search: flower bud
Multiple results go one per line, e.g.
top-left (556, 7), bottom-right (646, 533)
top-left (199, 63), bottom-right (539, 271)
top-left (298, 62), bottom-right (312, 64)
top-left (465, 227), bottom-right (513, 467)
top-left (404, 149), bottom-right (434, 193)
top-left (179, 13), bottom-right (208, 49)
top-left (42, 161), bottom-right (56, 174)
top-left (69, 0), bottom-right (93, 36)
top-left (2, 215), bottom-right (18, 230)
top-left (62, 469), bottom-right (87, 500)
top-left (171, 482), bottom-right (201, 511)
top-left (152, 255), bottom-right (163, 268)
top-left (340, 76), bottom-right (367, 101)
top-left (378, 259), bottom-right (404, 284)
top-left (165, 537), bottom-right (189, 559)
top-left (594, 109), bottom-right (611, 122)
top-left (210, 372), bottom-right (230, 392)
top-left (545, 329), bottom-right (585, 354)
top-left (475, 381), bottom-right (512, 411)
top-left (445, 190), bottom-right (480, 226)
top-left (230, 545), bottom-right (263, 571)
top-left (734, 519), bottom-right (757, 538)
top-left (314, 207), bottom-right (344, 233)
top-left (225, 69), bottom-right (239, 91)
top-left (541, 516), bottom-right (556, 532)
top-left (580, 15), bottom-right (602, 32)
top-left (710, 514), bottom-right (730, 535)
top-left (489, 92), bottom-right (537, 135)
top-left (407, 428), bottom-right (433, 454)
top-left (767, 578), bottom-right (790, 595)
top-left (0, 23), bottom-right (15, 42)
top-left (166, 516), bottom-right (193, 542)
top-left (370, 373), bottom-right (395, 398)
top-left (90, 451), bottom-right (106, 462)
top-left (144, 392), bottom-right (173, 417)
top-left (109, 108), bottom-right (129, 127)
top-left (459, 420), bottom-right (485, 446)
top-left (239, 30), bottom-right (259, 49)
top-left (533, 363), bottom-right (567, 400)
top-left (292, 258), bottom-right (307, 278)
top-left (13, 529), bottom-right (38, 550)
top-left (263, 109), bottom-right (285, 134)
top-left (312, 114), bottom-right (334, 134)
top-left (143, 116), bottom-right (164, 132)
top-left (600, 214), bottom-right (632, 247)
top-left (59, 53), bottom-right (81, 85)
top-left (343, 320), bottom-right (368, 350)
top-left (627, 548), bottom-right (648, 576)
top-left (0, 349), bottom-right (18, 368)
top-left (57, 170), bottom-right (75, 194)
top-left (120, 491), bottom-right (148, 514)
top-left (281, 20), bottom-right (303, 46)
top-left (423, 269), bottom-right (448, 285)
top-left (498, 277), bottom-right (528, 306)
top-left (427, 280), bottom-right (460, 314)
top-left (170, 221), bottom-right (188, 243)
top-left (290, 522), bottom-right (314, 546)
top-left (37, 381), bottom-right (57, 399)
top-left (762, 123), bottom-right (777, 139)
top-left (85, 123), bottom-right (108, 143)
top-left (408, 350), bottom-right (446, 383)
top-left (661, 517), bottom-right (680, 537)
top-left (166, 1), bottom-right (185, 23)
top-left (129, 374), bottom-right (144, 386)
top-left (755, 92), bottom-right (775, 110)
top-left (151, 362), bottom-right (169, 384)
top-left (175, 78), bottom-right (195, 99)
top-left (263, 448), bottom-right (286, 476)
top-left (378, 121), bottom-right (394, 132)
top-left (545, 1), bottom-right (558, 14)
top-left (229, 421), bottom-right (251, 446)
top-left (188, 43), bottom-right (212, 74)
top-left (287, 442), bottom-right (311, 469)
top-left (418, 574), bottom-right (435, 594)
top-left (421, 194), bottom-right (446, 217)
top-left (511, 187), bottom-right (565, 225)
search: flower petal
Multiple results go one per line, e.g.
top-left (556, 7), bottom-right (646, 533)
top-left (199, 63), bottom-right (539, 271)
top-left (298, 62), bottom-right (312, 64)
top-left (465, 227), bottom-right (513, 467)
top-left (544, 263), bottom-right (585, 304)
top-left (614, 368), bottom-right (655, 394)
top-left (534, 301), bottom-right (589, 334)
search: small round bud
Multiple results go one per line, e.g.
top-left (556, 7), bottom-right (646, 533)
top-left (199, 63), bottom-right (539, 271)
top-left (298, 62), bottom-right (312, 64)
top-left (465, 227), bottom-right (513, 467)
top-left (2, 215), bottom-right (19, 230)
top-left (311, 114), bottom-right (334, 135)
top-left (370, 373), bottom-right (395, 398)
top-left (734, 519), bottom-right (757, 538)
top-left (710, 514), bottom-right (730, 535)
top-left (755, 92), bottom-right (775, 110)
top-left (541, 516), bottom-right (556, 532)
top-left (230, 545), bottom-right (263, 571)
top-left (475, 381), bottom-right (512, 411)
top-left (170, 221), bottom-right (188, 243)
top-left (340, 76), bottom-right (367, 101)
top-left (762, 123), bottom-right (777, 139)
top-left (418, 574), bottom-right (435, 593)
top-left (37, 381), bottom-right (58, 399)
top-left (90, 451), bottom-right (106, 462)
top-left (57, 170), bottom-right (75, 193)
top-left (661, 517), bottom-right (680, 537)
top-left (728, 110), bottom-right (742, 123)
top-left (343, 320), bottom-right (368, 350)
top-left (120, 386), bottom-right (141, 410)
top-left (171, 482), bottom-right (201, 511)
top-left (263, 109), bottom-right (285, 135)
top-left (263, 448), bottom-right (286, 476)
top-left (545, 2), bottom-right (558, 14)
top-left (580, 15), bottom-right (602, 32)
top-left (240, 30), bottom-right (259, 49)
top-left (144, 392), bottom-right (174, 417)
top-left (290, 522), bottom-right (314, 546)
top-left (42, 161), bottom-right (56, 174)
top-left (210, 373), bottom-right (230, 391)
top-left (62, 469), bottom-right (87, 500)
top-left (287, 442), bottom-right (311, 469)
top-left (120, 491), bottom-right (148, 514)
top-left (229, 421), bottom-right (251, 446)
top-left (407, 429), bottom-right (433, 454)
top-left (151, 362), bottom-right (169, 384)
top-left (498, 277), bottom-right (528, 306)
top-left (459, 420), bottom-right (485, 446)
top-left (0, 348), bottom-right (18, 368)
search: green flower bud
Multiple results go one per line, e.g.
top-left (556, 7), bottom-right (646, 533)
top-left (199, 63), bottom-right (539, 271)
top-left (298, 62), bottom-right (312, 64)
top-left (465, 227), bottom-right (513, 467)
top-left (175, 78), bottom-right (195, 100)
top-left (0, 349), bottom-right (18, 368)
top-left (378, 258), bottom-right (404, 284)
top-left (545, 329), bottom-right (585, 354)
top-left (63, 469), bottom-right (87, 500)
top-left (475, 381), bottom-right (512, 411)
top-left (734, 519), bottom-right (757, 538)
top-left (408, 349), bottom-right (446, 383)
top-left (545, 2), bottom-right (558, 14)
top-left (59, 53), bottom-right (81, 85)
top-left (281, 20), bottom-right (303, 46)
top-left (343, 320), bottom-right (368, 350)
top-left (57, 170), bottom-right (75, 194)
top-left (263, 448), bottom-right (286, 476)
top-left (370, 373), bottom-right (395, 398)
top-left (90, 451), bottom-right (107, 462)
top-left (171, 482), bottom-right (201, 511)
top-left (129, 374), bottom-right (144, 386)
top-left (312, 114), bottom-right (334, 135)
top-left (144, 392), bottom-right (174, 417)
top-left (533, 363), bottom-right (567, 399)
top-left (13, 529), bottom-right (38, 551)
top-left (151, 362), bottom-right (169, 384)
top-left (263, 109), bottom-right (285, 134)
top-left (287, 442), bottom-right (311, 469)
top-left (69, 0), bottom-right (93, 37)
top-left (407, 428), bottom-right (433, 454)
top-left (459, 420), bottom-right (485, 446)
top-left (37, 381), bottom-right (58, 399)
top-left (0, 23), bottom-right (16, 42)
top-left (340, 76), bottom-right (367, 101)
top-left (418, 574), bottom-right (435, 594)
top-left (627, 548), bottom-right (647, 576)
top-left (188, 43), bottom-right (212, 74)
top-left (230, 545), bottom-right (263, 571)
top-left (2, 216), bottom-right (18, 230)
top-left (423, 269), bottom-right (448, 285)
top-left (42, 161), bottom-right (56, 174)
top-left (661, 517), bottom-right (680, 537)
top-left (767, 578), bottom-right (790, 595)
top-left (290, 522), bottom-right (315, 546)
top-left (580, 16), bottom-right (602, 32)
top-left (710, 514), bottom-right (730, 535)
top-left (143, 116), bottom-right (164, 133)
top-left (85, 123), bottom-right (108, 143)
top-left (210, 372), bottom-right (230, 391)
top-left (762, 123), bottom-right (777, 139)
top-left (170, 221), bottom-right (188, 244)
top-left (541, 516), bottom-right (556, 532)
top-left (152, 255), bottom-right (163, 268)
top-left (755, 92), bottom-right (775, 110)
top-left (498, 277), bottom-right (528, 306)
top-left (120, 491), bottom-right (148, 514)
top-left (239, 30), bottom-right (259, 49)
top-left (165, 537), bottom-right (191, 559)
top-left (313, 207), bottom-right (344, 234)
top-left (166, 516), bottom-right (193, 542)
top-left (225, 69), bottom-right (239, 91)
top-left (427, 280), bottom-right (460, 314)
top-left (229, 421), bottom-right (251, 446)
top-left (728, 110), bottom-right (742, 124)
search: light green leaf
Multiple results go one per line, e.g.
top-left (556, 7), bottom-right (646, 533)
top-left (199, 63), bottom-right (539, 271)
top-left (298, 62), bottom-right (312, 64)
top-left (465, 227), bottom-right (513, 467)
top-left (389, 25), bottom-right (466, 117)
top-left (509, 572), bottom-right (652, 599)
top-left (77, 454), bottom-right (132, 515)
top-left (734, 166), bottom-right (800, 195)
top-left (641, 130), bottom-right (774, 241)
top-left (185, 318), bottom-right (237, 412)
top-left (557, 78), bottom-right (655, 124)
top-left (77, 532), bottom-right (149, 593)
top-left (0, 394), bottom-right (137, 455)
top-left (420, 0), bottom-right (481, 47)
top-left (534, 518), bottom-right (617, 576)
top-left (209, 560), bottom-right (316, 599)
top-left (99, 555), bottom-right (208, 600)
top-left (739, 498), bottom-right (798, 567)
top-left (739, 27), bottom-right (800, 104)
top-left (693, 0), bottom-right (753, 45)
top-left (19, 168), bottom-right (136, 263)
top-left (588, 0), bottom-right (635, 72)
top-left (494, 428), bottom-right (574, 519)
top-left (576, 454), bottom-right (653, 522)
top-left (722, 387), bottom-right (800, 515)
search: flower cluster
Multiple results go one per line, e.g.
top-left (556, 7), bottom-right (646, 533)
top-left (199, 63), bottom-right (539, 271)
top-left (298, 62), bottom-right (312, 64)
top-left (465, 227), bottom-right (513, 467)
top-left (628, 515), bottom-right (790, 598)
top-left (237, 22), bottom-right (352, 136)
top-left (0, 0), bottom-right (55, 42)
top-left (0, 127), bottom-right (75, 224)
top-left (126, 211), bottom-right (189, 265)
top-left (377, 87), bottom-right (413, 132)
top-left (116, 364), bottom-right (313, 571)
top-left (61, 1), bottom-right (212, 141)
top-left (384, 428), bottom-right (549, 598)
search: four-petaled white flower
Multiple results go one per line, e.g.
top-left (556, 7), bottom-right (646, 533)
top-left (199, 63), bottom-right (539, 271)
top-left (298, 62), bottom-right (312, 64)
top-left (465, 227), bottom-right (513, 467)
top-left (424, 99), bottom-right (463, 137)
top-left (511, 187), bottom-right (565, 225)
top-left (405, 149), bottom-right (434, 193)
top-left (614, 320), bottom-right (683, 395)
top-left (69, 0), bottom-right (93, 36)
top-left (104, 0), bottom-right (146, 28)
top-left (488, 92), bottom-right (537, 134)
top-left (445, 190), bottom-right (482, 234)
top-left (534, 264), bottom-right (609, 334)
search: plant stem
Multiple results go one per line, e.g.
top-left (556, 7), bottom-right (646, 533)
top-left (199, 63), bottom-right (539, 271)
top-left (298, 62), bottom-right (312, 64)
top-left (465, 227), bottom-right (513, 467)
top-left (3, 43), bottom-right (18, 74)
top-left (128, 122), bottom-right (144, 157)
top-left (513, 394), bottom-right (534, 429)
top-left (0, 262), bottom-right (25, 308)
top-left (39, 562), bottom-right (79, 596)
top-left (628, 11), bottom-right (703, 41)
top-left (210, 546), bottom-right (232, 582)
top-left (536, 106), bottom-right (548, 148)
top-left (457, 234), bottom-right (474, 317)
|---|
• _TASK_: Of the entries above, tally the lines with "search" in them. Only the total should be given.

• _RESPONSE AREA_: 8